**Text section**
-- begin --

# keeping pogies alive?



## rustvyper (Aug 16, 2009)

Any tips? Always end up with a half-dead tank by the middle of the afternoon. Anyone do anything special?


----------



## CCROLAND (Aug 16, 2009)

*Keep*

water flowing in the live well.


----------



## BOSSOFTHEWOODS (Aug 16, 2009)

new water or recirculate?


----------



## Nautical Son (Aug 16, 2009)

Just try and drown them that seems to be the best thing for me.


----------



## Skinin&Grinin (Aug 16, 2009)

Try not to let them hit the deck when you bring them in the boat,try and dump the net right into the well.Dont put your hands in the well use a net to scoop them out,and do not get any sun block in the well.Get any dead ones or soon to be dead ones out of the well asap.And do not over load your well,that why most people kill pogies is they over load the well.


----------



## oldenred (Aug 16, 2009)

Skinin&Grinin said:


> Try not to let them hit the deck when you bring them in the boat,try and dump the net right into the well.Dont put your hands in the well use a net to scoop them out,and do not get any sun block in the well.Get any dead ones or soon to be dead ones out of the well asap.And do not over load your well,that why most people kill pogies is they over load the well.



x2, best advice to keep them things alive


----------



## rustvyper (Aug 16, 2009)

Skinin&Grinin said:


> Try not to let them hit the deck when you bring them in the boat,try and dump the net right into the well.Dont put your hands in the well use a net to scoop them out,and do not get any sun block in the well.Get any dead ones or soon to be dead ones out of the well asap.And do not over load your well,that why most people kill pogies is they over load the well.



How many do you suggest per gallon?


----------



## Skinin&Grinin (Aug 16, 2009)

rustvyper said:


> How many do you suggest per gallon?



It really depends on how good of a pump you have.Just think about it like this,how many would you put in a milk jug?If your pump is good enough you can "black out" your well and have no problems,but you must have good water flow.You have got to have fresh water constantly flowing on poggies,or they will die.


----------



## d-a (Aug 16, 2009)

-- end --

Records excerpted from a collection:
-- begin --

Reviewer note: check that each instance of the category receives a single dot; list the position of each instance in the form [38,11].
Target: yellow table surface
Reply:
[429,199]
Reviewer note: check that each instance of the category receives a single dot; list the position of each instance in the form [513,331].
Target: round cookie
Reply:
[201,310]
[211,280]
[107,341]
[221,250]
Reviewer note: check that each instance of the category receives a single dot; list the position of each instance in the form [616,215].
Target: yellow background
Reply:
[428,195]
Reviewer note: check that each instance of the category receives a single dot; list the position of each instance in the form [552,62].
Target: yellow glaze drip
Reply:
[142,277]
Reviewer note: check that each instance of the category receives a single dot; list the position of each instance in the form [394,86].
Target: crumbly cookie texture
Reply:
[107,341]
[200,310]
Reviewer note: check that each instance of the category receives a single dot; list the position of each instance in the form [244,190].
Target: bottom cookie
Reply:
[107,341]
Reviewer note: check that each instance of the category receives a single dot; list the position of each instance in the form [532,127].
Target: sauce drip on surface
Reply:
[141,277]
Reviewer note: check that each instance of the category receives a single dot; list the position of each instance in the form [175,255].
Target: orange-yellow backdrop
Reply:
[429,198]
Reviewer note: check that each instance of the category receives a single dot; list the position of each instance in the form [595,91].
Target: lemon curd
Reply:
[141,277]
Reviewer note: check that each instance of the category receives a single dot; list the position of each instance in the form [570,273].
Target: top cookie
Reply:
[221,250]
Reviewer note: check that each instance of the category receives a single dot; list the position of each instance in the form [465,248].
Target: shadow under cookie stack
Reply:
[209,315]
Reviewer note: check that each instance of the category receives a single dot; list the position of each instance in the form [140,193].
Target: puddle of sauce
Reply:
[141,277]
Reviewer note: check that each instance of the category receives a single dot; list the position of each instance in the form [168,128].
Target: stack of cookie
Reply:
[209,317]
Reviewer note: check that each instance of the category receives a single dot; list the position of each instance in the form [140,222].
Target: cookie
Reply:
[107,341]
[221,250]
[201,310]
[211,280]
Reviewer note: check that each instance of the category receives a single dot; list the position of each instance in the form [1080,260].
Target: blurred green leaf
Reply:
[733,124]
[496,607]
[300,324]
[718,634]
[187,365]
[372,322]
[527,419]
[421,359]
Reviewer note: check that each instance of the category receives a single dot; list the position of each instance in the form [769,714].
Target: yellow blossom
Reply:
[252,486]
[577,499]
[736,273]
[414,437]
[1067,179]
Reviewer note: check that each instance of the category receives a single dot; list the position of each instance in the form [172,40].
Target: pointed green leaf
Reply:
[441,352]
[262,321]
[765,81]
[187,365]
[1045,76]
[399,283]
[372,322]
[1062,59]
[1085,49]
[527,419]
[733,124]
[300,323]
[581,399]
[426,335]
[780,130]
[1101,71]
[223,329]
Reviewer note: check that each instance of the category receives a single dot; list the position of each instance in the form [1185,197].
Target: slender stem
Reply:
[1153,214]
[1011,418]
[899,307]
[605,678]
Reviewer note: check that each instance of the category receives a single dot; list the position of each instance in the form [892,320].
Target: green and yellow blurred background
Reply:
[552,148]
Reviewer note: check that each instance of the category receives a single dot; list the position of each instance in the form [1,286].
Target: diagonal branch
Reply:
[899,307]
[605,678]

-- end --

**Tasks for this exercise**
1. Name every distinct username that posts in the forum thread about keeping pogies alive, in order of first appearance.
2. Reproduce word for word the part of the listing that opens with the line containing "the form [892,320]." and closes with the end of the listing, both ends included.

**Set of answers**
1. rustvyper, CCROLAND, BOSSOFTHEWOODS, Nautical Son, Skinin&Grinin, oldenred, d-a

2.
Reviewer note: check that each instance of the category receives a single dot; list the position of each instance in the form [892,320].
Target: green and yellow blurred background
Reply:
[552,148]
Reviewer note: check that each instance of the category receives a single dot; list the position of each instance in the form [1,286].
Target: diagonal branch
Reply:
[899,307]
[605,678]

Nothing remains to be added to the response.